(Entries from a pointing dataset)
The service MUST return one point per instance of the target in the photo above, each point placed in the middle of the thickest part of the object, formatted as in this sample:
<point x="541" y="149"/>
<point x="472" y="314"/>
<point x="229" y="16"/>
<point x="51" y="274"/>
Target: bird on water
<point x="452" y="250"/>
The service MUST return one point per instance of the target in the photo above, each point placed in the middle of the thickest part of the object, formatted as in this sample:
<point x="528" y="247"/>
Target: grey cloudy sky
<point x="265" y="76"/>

== SHORT TASK ==
Reproduce each of the items above verbatim, in the order they appear.

== RESULT ==
The service MUST return one point per instance of the target in the photo above, each point placed in the middle of the thickest part of the object, formatted as in this sample:
<point x="541" y="149"/>
<point x="472" y="314"/>
<point x="229" y="16"/>
<point x="51" y="274"/>
Target: bird on water
<point x="452" y="250"/>
The service MUST return one point per instance of the target in the photo above, each point placed in the middle of the thickest part of the object, formatted as in this sample:
<point x="528" y="247"/>
Target: grey cloudy sky
<point x="265" y="76"/>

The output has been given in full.